§ **Exercise objective**
From the entries below, gather each line containing the word "racing".

§ **Natural language region descriptions**
......
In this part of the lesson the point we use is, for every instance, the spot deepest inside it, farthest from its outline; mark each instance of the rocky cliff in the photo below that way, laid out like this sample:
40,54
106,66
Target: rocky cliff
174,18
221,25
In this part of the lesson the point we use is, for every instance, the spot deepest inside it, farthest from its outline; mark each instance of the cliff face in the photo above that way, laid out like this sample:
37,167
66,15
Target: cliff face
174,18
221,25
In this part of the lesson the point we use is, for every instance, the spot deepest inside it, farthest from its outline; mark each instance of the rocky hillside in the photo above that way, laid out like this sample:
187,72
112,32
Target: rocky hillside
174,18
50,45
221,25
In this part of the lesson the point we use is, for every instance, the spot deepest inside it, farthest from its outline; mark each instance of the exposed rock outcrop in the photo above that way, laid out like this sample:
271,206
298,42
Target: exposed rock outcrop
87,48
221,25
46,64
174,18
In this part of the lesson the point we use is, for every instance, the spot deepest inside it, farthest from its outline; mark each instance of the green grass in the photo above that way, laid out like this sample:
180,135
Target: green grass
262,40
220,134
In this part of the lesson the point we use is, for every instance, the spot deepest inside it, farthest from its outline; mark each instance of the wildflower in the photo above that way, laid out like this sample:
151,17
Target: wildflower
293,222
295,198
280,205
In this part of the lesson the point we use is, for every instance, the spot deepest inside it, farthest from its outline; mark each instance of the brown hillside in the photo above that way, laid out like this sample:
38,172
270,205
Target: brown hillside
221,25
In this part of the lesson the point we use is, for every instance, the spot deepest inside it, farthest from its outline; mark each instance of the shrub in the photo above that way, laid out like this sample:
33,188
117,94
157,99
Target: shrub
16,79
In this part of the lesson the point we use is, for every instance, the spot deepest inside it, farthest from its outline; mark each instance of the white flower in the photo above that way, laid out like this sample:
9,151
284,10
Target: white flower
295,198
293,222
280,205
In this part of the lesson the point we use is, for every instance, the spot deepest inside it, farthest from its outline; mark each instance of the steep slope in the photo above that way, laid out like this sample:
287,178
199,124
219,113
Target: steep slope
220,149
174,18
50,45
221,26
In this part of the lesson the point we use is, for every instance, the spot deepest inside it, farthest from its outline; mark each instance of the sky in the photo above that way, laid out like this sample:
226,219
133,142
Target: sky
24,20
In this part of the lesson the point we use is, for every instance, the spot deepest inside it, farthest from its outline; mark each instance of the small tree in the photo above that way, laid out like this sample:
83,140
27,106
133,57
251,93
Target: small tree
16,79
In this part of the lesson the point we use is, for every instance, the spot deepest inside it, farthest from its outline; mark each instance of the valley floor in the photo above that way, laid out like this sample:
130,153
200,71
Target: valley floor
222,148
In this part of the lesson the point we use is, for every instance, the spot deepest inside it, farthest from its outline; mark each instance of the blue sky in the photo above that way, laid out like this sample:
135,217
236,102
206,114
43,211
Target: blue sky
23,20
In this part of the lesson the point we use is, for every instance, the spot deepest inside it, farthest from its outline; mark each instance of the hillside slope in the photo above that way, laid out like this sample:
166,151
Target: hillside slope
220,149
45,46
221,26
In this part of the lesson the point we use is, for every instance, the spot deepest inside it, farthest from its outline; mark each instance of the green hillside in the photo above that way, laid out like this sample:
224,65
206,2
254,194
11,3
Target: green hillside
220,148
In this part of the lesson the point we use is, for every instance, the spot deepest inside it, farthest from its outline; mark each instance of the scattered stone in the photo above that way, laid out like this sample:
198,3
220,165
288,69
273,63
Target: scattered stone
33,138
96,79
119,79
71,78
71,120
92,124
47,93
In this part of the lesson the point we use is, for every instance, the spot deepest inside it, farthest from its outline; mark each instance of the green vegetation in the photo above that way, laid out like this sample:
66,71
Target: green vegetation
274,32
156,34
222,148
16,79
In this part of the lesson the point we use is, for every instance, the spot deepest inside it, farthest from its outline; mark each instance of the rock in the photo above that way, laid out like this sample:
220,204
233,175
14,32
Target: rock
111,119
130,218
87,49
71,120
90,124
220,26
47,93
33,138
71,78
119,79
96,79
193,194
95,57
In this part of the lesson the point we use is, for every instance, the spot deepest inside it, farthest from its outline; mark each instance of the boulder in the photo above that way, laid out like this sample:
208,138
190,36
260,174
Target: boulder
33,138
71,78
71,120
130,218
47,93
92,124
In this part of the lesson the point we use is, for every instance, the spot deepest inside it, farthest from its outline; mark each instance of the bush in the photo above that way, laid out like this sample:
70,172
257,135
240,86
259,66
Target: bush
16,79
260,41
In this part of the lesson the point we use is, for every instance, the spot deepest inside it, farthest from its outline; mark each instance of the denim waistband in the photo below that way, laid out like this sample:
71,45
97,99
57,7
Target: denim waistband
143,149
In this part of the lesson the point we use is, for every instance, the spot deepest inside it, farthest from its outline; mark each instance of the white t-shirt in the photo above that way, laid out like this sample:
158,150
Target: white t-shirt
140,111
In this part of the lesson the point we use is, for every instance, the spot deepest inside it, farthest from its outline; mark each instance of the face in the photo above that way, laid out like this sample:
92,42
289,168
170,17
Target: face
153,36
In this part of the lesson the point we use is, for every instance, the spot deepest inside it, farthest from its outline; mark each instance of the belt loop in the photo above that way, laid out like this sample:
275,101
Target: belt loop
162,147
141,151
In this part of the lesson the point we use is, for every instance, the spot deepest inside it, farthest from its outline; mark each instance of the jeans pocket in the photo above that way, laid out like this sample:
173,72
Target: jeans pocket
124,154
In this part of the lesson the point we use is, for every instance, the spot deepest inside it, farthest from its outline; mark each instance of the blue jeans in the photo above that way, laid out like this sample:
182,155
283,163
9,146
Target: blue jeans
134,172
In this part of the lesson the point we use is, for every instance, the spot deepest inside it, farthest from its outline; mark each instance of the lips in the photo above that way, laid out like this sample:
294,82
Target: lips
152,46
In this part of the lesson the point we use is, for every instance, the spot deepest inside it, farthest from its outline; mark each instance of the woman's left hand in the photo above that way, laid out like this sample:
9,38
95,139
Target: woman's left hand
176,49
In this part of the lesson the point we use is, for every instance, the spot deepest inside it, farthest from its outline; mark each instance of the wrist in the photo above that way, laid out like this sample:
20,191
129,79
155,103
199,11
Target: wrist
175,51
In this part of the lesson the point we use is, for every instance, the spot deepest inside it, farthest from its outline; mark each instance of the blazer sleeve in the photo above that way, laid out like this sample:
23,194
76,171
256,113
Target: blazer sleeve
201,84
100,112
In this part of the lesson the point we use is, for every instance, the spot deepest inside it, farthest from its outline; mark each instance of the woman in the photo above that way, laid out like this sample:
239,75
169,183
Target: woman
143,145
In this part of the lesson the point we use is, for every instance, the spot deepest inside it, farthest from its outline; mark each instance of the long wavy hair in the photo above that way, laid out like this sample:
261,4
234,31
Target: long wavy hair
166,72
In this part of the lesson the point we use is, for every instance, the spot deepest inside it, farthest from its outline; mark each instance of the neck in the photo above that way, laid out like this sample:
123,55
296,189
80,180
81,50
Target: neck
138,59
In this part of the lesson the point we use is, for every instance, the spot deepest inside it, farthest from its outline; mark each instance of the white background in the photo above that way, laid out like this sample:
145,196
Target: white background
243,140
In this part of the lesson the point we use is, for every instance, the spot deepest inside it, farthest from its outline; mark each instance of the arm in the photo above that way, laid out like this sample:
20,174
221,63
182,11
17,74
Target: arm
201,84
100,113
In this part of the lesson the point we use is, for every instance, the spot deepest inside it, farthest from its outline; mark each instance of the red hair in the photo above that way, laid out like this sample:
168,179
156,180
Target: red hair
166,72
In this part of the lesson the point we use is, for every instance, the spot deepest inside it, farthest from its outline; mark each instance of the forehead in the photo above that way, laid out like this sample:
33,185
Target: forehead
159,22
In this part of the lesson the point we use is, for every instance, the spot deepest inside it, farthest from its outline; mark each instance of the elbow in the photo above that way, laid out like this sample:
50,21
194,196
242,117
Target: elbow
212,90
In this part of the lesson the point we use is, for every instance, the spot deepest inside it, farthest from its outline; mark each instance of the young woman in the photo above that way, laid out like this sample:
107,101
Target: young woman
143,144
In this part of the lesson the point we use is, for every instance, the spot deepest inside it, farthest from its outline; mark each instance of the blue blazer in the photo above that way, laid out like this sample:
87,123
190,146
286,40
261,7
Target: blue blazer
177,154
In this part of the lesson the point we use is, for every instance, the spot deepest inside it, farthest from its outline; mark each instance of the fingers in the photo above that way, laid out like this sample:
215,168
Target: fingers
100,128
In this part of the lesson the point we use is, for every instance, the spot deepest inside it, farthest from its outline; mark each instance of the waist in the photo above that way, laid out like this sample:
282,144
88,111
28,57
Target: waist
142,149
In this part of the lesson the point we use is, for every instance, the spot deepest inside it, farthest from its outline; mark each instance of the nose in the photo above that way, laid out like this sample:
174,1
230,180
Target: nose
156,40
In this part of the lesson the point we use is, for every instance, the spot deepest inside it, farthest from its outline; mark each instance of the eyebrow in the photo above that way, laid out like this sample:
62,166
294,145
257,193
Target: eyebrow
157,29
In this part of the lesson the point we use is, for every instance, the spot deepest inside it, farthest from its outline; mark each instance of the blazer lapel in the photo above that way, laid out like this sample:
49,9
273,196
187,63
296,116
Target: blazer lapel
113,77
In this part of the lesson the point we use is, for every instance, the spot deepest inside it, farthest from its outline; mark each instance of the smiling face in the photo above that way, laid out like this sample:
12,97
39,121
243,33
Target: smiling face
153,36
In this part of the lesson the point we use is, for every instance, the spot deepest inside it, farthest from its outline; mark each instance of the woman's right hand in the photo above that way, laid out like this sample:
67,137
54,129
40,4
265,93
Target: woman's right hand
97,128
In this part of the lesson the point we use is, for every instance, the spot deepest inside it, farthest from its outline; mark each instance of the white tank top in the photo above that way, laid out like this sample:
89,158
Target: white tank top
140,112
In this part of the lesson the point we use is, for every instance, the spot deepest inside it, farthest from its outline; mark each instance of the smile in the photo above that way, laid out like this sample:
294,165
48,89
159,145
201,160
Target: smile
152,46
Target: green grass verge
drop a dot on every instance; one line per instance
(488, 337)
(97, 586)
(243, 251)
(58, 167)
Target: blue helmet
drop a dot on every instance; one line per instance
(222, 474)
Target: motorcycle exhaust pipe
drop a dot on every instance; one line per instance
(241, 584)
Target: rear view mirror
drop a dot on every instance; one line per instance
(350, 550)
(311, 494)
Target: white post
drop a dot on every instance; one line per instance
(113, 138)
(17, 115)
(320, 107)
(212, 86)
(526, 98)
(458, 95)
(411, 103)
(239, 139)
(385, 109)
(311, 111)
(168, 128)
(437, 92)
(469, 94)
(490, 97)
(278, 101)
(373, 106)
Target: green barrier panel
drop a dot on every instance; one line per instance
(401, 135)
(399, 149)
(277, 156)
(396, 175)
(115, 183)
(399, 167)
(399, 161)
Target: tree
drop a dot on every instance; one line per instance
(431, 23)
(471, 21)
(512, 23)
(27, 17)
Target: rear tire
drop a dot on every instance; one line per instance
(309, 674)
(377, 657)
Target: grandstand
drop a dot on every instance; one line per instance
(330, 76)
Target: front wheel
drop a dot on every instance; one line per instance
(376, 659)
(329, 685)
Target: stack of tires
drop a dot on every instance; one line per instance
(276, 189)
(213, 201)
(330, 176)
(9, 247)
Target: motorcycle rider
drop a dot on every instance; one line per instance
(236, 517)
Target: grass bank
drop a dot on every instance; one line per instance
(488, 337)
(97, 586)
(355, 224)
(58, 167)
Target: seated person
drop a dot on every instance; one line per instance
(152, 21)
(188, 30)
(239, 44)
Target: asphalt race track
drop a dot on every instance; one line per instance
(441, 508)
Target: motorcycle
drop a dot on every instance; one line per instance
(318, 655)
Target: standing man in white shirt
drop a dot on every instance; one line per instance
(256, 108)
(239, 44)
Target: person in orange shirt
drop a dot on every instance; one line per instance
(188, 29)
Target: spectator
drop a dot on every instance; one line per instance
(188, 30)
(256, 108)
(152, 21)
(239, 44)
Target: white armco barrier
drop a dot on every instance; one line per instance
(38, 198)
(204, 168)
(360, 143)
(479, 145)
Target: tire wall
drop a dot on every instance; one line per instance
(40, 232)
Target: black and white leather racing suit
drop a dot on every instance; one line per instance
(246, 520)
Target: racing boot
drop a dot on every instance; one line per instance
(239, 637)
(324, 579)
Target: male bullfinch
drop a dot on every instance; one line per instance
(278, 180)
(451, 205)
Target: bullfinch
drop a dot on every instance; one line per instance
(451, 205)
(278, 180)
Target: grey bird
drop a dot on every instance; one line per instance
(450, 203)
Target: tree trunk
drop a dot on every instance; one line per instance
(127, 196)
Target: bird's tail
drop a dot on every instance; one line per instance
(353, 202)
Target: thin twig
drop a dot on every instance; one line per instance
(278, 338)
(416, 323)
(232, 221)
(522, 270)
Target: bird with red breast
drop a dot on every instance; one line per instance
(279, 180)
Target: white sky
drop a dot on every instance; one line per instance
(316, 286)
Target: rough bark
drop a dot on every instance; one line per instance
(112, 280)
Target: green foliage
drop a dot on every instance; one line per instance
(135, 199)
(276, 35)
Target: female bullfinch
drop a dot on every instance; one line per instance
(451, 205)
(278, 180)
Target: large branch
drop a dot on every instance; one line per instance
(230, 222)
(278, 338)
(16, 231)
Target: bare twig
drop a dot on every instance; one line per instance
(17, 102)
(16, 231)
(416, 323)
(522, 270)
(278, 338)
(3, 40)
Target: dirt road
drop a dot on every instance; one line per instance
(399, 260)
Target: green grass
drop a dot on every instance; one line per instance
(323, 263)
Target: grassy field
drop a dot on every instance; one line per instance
......
§ **Solution for this exercise**
Target: black and white leather racing suit
Target: racing boot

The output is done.